| Exercise task |
Filter the records below, copying each line that contains the string "ledge".

| Information given |
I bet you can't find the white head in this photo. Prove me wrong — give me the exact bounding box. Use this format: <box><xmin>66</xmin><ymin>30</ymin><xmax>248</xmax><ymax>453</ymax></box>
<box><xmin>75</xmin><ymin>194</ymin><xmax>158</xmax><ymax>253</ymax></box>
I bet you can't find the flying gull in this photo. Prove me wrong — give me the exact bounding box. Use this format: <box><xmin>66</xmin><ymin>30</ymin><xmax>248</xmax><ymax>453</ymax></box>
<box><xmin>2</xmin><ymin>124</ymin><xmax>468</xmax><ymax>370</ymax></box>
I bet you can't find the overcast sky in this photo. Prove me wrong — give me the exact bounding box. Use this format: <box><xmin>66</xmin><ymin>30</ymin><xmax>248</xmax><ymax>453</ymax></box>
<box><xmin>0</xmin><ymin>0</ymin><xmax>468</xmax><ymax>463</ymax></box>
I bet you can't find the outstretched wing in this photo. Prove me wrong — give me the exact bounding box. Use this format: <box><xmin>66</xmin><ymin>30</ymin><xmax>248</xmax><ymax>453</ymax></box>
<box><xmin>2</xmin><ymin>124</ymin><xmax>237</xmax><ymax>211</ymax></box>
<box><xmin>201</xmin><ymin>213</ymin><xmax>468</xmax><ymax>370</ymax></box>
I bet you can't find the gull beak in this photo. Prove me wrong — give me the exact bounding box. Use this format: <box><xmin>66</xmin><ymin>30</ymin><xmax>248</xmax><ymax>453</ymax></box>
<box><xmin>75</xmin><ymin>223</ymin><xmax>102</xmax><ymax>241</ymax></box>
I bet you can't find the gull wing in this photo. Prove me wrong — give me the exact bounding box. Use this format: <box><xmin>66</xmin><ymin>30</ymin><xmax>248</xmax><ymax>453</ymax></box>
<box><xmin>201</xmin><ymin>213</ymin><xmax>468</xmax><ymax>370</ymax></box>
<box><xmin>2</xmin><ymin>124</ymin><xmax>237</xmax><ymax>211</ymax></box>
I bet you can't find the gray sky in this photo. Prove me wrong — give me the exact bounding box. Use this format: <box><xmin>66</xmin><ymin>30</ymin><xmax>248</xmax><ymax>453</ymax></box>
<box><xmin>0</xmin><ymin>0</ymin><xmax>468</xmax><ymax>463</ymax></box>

* * *

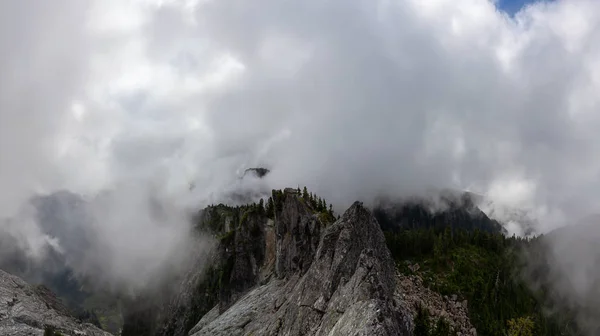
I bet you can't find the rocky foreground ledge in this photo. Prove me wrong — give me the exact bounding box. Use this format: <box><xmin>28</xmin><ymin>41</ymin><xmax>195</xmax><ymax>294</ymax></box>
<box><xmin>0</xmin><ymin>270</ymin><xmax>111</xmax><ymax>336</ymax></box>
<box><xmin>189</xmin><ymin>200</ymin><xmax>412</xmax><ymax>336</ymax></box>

| Written reply |
I bet you can't find the rocky foreground ledge in this photo. Prove me wrong — give me the exact bounding box. Use this format: <box><xmin>28</xmin><ymin>41</ymin><xmax>195</xmax><ymax>294</ymax></box>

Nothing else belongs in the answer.